Point-per-instance localization data
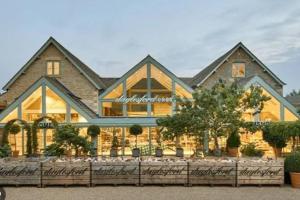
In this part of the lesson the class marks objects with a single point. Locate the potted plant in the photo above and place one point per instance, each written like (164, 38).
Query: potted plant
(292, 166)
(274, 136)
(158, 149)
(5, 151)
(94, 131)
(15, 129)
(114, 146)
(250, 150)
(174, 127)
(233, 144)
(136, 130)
...
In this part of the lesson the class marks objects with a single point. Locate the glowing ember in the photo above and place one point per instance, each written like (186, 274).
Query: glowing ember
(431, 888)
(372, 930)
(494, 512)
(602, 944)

> [What is needed]
Within the records, how many lines carry the word "part"? Reply with the figure alone.

> [Result of the exercise]
2